**Records for the task:**

-- begin --

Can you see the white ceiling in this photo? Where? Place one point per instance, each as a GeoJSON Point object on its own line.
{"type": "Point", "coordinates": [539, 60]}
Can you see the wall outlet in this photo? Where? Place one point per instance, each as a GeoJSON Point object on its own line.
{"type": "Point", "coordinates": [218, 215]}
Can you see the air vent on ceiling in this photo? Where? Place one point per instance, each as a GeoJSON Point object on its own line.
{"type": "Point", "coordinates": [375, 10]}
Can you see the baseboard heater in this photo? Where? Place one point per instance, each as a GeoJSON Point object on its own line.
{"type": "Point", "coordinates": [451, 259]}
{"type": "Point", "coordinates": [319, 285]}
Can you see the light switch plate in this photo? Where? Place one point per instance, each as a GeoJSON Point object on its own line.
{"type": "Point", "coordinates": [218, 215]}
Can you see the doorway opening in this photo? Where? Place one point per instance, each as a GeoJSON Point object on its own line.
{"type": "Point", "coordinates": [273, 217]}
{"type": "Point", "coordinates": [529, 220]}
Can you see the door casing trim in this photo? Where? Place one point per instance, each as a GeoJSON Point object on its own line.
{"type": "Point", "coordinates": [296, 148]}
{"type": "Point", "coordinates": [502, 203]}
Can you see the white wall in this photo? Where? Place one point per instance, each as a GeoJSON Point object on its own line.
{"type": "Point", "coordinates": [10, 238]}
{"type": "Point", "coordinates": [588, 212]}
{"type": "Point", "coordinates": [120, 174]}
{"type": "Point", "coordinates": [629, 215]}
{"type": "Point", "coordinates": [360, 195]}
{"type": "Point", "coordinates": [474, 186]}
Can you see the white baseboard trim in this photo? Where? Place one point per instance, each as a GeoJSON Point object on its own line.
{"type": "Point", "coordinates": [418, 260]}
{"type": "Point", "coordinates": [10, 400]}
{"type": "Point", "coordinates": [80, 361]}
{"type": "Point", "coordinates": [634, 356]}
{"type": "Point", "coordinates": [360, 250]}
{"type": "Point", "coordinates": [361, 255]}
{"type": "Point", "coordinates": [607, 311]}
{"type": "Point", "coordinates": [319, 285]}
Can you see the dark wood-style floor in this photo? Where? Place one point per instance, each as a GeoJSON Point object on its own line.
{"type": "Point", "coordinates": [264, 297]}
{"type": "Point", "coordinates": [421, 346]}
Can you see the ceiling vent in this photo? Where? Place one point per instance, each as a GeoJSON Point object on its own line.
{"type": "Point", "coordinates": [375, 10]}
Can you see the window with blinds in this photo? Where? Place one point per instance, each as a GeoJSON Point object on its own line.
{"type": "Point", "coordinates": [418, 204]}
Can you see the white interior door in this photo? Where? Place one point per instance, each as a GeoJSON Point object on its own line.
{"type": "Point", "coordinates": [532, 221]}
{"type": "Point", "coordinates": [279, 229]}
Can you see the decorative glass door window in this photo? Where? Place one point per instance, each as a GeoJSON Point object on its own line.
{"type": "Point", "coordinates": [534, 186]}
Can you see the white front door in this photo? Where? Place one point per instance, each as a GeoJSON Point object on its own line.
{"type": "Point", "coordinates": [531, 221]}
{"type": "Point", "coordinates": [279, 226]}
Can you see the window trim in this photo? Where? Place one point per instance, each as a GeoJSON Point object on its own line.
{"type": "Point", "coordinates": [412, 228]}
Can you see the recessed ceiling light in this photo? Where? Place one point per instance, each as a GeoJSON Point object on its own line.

-- end --

**Directions:**
Rescale the rows starting at the line that contains "Can you see the dark" and ending at the last row, both included, and give only those lines again, requests included. Multiply every point coordinate in the answers by 0.95 and round it to a whole number, with halves rounded up.

**Written reply:**
Can you see the dark wood-style floor in this photo? Where? Place one point per instance, each as a GeoJSON Point object on its own line.
{"type": "Point", "coordinates": [251, 282]}
{"type": "Point", "coordinates": [400, 329]}
Can you see the ceiling vent in this photo? Where? Place one point per instance, each as a GeoJSON Point object on its own line.
{"type": "Point", "coordinates": [356, 10]}
Can you see the window with blinds in this photo? Where? Place one point per instance, each as a GeoJSON Point object on its own line.
{"type": "Point", "coordinates": [397, 194]}
Can you see the white interior door in this photo? Where? Place one point per instance, each as a GeoJSON Point object on its own line.
{"type": "Point", "coordinates": [505, 210]}
{"type": "Point", "coordinates": [265, 218]}
Can you see the decorative glass door window in this photo? Where? Place one point per instance, each as a GeoJSON Point object on its own line.
{"type": "Point", "coordinates": [507, 177]}
Can you see the white front door in this photo? Where? Place one point per instance, each as a GeoJSON Point object on its own line.
{"type": "Point", "coordinates": [504, 210]}
{"type": "Point", "coordinates": [265, 215]}
Can you see the window trim in this photo? Where? Place one point per instance, each as a GeoJSON Point object on its own line.
{"type": "Point", "coordinates": [391, 217]}
Can you see the recessed ceiling light in this photo? Where? Place one point per instance, each as a GeoJSON Point object on its own line.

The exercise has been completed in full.